[Recorded data]
---

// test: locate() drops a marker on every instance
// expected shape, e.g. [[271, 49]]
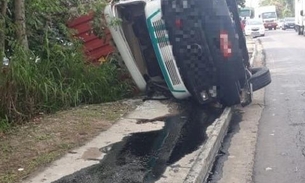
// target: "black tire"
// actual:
[[260, 78], [208, 66]]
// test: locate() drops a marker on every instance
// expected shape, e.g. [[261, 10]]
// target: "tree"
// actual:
[[284, 7], [20, 22], [241, 3], [3, 5]]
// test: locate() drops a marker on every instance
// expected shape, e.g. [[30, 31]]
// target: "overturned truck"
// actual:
[[186, 48]]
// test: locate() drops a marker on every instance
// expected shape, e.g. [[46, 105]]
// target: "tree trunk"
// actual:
[[20, 23], [3, 5]]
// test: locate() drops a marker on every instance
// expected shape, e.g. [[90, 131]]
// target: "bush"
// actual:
[[55, 79]]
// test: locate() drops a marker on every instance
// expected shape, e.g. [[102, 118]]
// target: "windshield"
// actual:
[[254, 22], [245, 13], [289, 20], [268, 15]]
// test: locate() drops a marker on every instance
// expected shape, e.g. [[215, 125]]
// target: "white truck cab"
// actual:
[[143, 43]]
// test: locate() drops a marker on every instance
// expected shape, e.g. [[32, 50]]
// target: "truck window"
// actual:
[[268, 15]]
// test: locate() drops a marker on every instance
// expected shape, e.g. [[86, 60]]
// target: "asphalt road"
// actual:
[[280, 154]]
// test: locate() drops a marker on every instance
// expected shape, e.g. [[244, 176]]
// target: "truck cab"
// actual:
[[268, 15], [173, 47]]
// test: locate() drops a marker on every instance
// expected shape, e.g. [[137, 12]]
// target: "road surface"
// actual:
[[280, 151]]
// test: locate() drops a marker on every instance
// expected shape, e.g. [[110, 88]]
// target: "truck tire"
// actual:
[[260, 78], [201, 24]]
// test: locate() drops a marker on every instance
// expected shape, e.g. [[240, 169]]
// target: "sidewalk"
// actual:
[[191, 168]]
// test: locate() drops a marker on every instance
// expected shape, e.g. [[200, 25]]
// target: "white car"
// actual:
[[254, 27]]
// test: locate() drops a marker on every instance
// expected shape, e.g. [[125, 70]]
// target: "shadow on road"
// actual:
[[144, 156]]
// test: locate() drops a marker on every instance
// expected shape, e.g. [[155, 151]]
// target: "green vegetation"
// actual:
[[285, 8], [47, 71]]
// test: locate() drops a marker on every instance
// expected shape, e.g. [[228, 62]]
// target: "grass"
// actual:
[[34, 145]]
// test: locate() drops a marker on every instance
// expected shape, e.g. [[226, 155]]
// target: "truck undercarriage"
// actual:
[[184, 49]]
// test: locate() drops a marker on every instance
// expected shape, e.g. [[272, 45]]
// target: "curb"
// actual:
[[254, 52], [205, 160]]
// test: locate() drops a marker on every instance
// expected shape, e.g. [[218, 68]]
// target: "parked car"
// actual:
[[289, 23], [170, 46], [254, 28], [280, 23]]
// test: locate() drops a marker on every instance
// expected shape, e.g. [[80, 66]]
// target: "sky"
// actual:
[[252, 3]]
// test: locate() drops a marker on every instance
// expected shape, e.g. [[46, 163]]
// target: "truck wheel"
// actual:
[[260, 77]]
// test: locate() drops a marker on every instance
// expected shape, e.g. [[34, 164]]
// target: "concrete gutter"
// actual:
[[192, 168], [253, 53], [205, 160]]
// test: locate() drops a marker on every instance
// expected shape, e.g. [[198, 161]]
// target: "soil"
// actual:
[[27, 149]]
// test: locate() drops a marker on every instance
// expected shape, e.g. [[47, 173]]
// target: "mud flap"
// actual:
[[260, 78]]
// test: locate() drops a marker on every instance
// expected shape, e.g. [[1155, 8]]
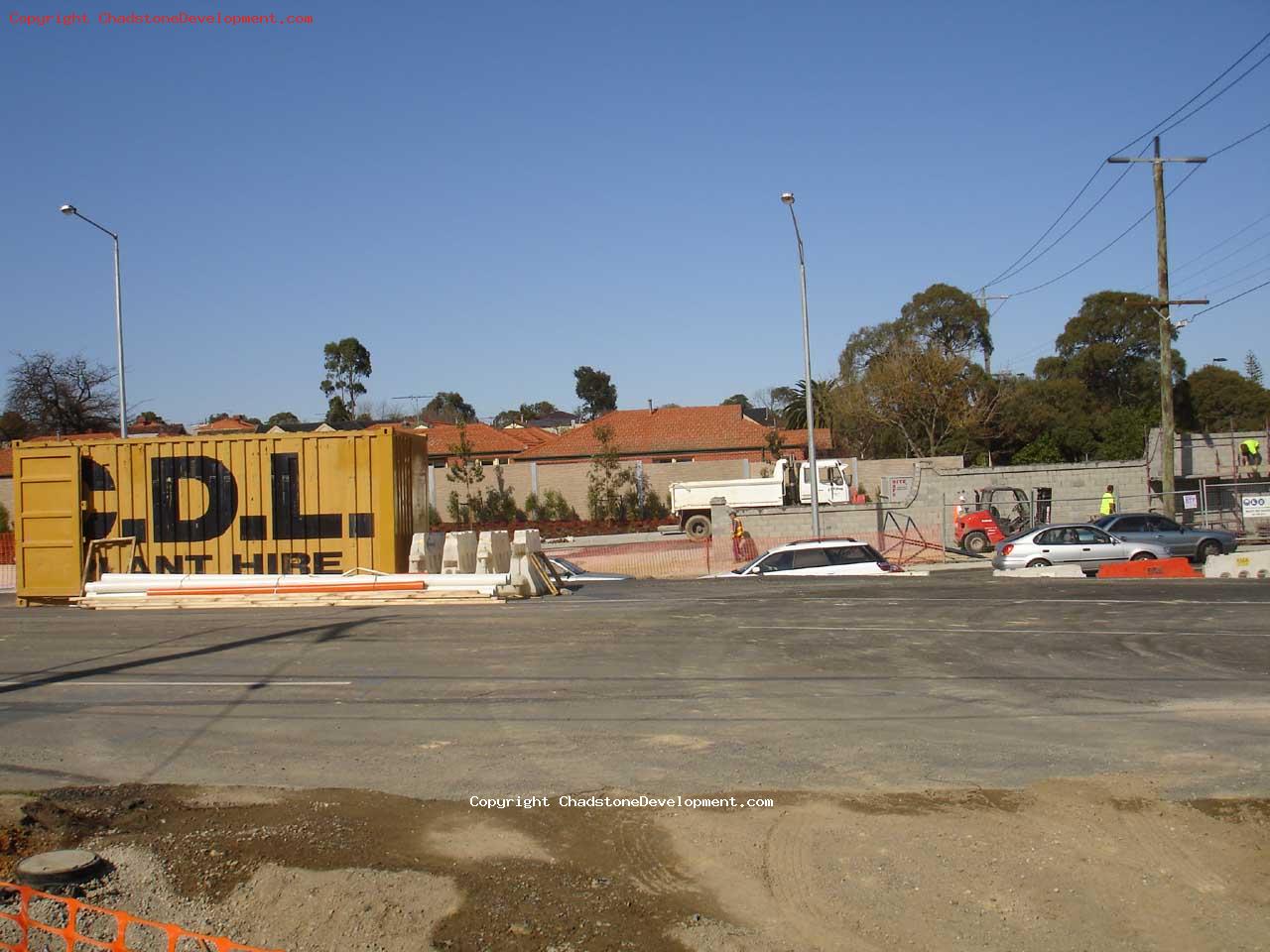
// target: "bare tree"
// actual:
[[58, 397]]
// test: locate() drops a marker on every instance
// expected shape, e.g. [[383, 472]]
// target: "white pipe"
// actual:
[[122, 583]]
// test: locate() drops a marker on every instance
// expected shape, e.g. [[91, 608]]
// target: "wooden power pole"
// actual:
[[984, 298], [1167, 424]]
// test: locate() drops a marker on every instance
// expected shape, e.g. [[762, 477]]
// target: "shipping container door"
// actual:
[[49, 529]]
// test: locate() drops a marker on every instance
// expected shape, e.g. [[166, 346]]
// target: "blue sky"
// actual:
[[492, 194]]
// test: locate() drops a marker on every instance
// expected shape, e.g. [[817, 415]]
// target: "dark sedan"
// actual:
[[1193, 542]]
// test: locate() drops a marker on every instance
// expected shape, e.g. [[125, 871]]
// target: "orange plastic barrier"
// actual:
[[35, 930], [1151, 569]]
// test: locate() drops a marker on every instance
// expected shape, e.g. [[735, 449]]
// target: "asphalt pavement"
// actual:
[[951, 680]]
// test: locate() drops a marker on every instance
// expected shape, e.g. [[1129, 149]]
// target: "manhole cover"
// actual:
[[59, 866]]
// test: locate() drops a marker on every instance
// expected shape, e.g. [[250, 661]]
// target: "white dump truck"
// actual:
[[690, 502]]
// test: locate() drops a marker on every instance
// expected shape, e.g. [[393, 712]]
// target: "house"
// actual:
[[226, 424], [343, 425], [676, 434], [558, 421], [488, 444], [155, 429]]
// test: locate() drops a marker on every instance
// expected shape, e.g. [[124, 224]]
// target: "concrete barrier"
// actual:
[[1239, 565], [458, 556], [493, 552], [526, 580], [1040, 571], [426, 548]]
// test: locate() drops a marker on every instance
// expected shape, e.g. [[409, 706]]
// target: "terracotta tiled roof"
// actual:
[[483, 438], [227, 424], [793, 439], [532, 435], [668, 429], [157, 429]]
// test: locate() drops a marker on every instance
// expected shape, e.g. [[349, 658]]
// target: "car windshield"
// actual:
[[749, 565]]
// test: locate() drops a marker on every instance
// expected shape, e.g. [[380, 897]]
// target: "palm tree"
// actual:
[[794, 412]]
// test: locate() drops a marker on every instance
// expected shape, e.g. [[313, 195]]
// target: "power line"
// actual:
[[1227, 257], [1220, 91], [1222, 75], [1010, 271], [1118, 238], [1230, 275], [1070, 227], [1241, 281], [1205, 254], [1109, 244], [1220, 303], [1239, 141]]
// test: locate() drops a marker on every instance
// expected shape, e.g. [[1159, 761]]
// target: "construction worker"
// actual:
[[1251, 452], [1107, 507]]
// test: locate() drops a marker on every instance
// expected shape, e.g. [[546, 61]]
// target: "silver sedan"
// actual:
[[1075, 543]]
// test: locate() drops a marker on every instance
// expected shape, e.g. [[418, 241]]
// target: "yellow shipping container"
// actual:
[[271, 504]]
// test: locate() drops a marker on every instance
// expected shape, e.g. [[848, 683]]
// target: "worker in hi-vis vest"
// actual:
[[1251, 451], [1107, 502]]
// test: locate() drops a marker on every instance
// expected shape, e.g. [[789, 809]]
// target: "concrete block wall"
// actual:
[[871, 472], [1078, 489], [1205, 453]]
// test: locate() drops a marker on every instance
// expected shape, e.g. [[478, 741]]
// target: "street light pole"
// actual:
[[118, 317], [788, 198]]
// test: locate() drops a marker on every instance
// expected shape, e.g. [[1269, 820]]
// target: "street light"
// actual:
[[788, 198], [118, 316]]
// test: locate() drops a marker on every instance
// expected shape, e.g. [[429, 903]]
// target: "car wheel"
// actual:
[[1206, 549], [698, 527], [975, 543]]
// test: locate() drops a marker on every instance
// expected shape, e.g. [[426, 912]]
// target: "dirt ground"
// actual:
[[1065, 865]]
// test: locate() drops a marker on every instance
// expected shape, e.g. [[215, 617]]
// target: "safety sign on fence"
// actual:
[[1256, 507]]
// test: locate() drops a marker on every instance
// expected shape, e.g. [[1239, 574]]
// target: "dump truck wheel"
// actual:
[[698, 527], [975, 543]]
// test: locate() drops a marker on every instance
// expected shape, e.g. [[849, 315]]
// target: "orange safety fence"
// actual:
[[1175, 567], [33, 921]]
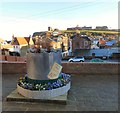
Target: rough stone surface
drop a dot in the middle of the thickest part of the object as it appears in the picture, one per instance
(88, 93)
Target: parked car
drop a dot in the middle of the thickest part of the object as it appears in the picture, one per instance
(77, 59)
(96, 60)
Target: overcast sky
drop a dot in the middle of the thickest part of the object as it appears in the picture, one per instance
(24, 18)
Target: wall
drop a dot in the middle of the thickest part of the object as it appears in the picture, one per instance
(91, 68)
(13, 68)
(70, 68)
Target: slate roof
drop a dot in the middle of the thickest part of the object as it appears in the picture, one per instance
(110, 43)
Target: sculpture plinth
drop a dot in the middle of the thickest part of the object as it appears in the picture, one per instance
(37, 84)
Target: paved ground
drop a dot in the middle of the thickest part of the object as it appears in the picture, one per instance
(88, 93)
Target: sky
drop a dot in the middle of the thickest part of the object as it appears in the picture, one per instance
(23, 18)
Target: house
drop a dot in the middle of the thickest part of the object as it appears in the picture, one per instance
(86, 28)
(101, 27)
(20, 45)
(80, 42)
(110, 43)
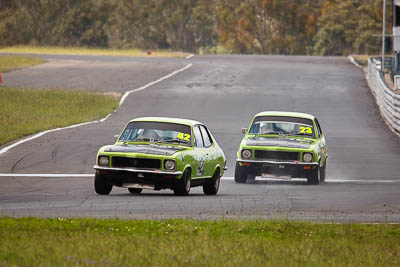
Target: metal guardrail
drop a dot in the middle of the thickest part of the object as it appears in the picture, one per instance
(387, 100)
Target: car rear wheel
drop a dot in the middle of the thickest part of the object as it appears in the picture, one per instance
(101, 187)
(240, 174)
(182, 186)
(135, 190)
(315, 176)
(212, 186)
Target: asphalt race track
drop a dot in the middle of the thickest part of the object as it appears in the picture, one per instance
(224, 92)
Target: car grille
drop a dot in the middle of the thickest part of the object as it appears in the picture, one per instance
(136, 163)
(276, 155)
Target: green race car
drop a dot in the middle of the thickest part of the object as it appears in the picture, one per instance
(161, 153)
(282, 144)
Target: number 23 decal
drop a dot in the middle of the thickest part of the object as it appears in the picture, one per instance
(306, 130)
(183, 136)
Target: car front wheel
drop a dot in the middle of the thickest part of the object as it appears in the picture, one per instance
(323, 172)
(240, 174)
(101, 187)
(212, 186)
(315, 176)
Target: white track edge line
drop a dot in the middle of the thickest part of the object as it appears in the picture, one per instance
(153, 83)
(352, 60)
(5, 149)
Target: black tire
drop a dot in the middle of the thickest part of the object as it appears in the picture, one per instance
(101, 187)
(240, 174)
(212, 186)
(135, 190)
(315, 176)
(182, 186)
(323, 172)
(251, 178)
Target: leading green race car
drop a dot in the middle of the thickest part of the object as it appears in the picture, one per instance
(282, 144)
(161, 153)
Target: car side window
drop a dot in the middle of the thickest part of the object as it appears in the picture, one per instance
(318, 127)
(198, 140)
(206, 136)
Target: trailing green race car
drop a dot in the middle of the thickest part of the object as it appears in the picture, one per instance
(161, 153)
(282, 144)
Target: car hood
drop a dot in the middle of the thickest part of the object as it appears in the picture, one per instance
(281, 142)
(144, 149)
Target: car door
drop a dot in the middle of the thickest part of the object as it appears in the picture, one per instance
(209, 149)
(199, 154)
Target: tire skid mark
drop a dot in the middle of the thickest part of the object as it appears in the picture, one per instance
(21, 159)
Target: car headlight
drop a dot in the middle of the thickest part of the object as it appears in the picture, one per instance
(246, 153)
(307, 157)
(104, 160)
(169, 165)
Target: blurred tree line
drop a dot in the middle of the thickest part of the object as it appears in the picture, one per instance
(320, 27)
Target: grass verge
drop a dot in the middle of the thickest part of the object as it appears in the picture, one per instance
(362, 59)
(90, 51)
(8, 63)
(28, 111)
(112, 242)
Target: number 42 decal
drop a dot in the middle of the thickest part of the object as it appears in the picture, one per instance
(306, 130)
(183, 136)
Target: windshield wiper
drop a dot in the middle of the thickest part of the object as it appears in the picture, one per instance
(267, 133)
(139, 140)
(173, 141)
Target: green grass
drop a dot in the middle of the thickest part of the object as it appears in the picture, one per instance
(28, 111)
(8, 63)
(90, 51)
(112, 242)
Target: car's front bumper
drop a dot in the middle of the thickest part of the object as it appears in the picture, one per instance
(278, 168)
(142, 178)
(137, 170)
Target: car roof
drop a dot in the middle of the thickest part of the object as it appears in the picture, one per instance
(286, 114)
(168, 120)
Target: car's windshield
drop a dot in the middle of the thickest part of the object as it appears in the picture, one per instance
(281, 127)
(157, 132)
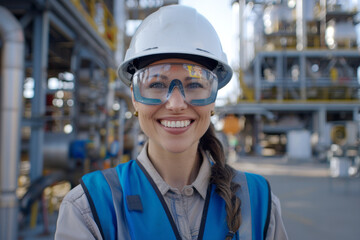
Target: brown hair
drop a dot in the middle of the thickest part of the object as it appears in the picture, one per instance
(222, 175)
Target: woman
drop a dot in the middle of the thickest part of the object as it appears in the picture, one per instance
(179, 187)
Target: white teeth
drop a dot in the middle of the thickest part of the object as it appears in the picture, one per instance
(175, 124)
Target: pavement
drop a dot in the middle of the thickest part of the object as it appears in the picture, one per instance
(314, 205)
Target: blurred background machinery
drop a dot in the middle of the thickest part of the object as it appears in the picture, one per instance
(64, 112)
(299, 72)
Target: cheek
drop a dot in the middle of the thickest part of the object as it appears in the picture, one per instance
(146, 118)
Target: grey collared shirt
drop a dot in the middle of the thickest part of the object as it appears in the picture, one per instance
(186, 205)
(76, 222)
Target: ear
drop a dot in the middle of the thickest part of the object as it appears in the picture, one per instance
(135, 103)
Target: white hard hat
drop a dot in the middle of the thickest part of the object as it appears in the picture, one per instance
(176, 31)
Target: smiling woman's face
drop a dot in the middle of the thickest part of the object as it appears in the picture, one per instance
(174, 126)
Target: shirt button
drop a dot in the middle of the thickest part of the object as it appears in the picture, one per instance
(189, 191)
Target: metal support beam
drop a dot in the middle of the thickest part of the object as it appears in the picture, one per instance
(257, 70)
(40, 62)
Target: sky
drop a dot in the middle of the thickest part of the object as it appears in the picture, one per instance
(219, 14)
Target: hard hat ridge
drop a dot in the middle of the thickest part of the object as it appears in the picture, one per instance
(176, 31)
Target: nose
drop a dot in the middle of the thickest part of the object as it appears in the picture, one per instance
(176, 101)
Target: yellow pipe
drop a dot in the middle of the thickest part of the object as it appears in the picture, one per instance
(33, 214)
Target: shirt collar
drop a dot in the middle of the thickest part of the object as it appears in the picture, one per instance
(200, 184)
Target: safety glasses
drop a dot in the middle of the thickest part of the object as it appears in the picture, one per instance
(154, 84)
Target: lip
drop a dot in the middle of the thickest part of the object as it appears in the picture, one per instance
(176, 130)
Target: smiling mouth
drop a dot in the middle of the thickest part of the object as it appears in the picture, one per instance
(175, 124)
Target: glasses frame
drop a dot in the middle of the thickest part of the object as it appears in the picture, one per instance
(174, 83)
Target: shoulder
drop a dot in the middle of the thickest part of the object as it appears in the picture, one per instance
(77, 198)
(255, 180)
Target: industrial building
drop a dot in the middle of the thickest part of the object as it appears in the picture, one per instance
(64, 112)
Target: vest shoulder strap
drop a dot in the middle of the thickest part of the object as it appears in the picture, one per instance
(255, 195)
(106, 191)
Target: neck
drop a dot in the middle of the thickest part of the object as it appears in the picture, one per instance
(177, 169)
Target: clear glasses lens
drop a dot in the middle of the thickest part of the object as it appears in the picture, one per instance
(155, 84)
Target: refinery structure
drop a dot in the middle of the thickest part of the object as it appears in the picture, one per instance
(64, 112)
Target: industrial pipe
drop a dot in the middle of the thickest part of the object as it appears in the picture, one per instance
(11, 81)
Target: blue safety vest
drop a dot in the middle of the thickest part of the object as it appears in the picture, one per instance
(126, 204)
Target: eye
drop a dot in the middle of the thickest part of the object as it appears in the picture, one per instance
(194, 85)
(157, 85)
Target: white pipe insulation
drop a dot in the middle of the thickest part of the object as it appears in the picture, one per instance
(11, 82)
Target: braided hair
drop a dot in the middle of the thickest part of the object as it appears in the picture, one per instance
(221, 176)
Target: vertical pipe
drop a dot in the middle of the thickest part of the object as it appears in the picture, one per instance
(241, 34)
(40, 62)
(280, 81)
(12, 74)
(302, 67)
(257, 70)
(322, 126)
(301, 35)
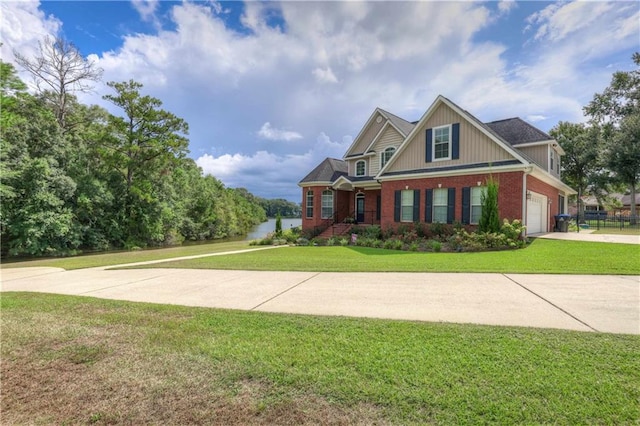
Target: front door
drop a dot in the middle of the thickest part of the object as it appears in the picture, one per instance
(360, 208)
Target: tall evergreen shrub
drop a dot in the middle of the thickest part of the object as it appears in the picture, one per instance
(490, 217)
(278, 225)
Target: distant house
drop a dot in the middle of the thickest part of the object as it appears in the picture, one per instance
(435, 170)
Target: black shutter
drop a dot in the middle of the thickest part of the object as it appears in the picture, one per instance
(466, 205)
(451, 205)
(455, 141)
(429, 145)
(416, 205)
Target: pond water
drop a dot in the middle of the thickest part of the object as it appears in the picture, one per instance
(264, 228)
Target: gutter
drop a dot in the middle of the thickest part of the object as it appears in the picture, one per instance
(527, 171)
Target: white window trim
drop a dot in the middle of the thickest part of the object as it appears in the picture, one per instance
(309, 197)
(483, 189)
(403, 206)
(322, 205)
(450, 143)
(383, 153)
(434, 205)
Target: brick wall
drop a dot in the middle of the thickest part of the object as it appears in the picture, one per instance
(550, 192)
(509, 193)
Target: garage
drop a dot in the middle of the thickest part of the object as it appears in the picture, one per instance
(536, 213)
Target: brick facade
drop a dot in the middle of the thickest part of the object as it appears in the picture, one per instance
(509, 193)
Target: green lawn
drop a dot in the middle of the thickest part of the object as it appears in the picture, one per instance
(74, 360)
(123, 257)
(616, 231)
(541, 256)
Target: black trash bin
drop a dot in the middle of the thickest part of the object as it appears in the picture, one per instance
(562, 222)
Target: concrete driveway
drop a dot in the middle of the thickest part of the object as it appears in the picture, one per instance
(585, 303)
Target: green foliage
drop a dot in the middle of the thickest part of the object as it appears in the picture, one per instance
(285, 208)
(490, 218)
(581, 164)
(104, 181)
(278, 225)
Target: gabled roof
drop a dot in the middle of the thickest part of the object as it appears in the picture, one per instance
(517, 131)
(328, 171)
(401, 124)
(471, 119)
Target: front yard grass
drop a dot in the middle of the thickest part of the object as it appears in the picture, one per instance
(541, 256)
(75, 360)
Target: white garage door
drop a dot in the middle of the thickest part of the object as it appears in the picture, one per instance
(536, 214)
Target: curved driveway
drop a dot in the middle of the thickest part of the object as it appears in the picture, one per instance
(584, 302)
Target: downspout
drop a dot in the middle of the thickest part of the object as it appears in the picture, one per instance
(527, 171)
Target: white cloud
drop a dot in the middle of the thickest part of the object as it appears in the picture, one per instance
(22, 25)
(271, 133)
(327, 65)
(282, 172)
(325, 75)
(505, 6)
(147, 10)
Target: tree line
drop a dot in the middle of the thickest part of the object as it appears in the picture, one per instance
(603, 155)
(75, 177)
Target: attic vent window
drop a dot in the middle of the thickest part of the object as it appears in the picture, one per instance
(386, 156)
(442, 143)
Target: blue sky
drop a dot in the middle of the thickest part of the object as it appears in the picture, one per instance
(270, 89)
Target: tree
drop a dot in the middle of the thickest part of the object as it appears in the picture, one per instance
(278, 225)
(617, 108)
(60, 70)
(489, 218)
(142, 146)
(581, 165)
(623, 156)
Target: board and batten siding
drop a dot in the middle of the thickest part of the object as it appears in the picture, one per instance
(539, 154)
(368, 134)
(475, 146)
(389, 137)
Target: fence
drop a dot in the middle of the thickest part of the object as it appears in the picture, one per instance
(598, 220)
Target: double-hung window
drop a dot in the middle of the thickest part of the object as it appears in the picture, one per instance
(406, 207)
(327, 204)
(476, 203)
(440, 201)
(309, 204)
(442, 143)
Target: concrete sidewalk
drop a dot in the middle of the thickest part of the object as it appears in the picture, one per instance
(584, 303)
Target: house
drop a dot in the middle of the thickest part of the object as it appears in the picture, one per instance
(435, 170)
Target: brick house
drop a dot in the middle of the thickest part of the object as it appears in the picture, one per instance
(435, 170)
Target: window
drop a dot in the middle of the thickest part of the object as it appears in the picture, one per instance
(309, 204)
(386, 156)
(406, 208)
(476, 203)
(327, 204)
(440, 201)
(442, 143)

---

● Problem to solve
Reproduce only those lines of the entries above that run from the line with "Target: brick house" to the final line.

● Answer section
Target: brick house
drop a dot in the middle of the thickest part of the object as it appears in the picture, one per instance
(435, 170)
Target: window
drop a dot in the middle of the thickest part of the object as it appears in the picture, one per instance
(309, 204)
(386, 156)
(406, 208)
(476, 203)
(327, 204)
(440, 201)
(442, 143)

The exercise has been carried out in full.